---- SELECTED TEXT
Turkish Input Processors Chain
Introduction
An Input Processor (IP) pre-processes inputs for the Teneo Engine to be able to perform different processes on them, such as normalization and tokenization of inputs, for example. Each language supported by the Teneo Platform has a chain of input processors that know how to process that particular language.
IP Chain Setup
The following graph displays the setup of the Turkish Input Processors chain; each Input Processor is described further in the following sections.
Standard Simplifier
The Standard Simplifier is a separate processing unit which is not an input processor and which provides a method to normalize some text, usually - but not necessarily - a word. Here, "normalization" means removal of text properties that are semantically insignificant, like conversion to lower case (considering the configured language locale), removal of some accents and normalization of Unicode combining characters. By default, the Input Processors call the Simplifier when they generate a new word item. Furthermore, the Simplifier is called by the language condition parser of the Teneo Engine when it stores a language condition word (i.e., TLML syntax word) in the solution dictionary.
- Simplification
- The Simplifier decompose and normalize characters, for example lower casing characters and converting to Unicode.
Input Processors
Turkish Analyzer
The Turkish Analyzer is based on Zemberek and performs the following tasks:
- User input normalization,
- Sentence splitting,
- Tokenization, and
- Part-of-Speech (POS) and morphological annotations.
Normalization, Sentence Splitting and Tokenization
The Turkish Analyzer performs normalization on user inputs and, furthermore, will segment the input into sentences, tokenize and analyze the morphological structure of each token in the context of the sentence.
This means that each sentence will be normalized by the Turkish Analyzer, i.e., the sentence will be lowercased and, in some cases, typos will be fixed. Unlike other Teneo input processors, the API method getOriginal() on a word object will return the normalized form (which might be different from the simplified form) as the normalization happens before the tokenization.
This has direct implications on the exact option, which for other languages works on the ORIGINAL form, but for Turkish, users need to be aware that the exact option operates on the normalized strings.
The original user input is not modified and can be retrieved with getUserInputText().
A sentence in Turkish is an instance of the TurkishSentence class, which implements the SentenceI interface from the engine-input-processor-api. The method getText() of the class TurkishSentence returns the normalized sentence text. The original sentence text can be retrieved with the method getRawSentence() within for a direct caller of the input processor chain by casting a Sentence to a TurkishSentence. It cannot be accessed via the engine scripting API.
--------
*EXERCISE OBJECTIVE:* Write out word for word the passage of the Turkish input processors text that begins at the words "Normalization, Sentence Splitting" and stops after the words "the normalized strings.".
---- RECORDS SHOWN
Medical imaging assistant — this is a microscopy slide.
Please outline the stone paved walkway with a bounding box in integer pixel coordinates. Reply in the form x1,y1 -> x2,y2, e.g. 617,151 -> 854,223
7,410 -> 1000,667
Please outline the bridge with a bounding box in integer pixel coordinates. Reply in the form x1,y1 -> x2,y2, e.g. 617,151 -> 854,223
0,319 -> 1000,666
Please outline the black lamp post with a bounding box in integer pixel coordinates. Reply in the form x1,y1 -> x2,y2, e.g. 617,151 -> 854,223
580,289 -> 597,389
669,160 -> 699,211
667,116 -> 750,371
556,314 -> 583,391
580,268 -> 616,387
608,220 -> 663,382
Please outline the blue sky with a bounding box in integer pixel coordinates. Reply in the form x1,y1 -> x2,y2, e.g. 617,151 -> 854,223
--------
*EXERCISE OUTPUT:*
Normalization, Sentence Splitting and Tokenization
The Turkish Analyzer performs normalization on user inputs and, furthermore, will segment the input into sentences, tokenize and analyze the morphological structure of each token in the context of the sentence.
This means that each sentence will be normalized by the Turkish Analyzer, i.e., the sentence will be lowercased and, in some cases, typos will be fixed. Unlike other Teneo input processors, the API method getOriginal() on a word object will return the normalized form (which might be different from the simplified form) as the normalization happens before the tokenization.
This has direct implications on the exact option, which for other languages works on the ORIGINAL form, but for Turkish, users need to be aware that the exact option operates on the normalized strings.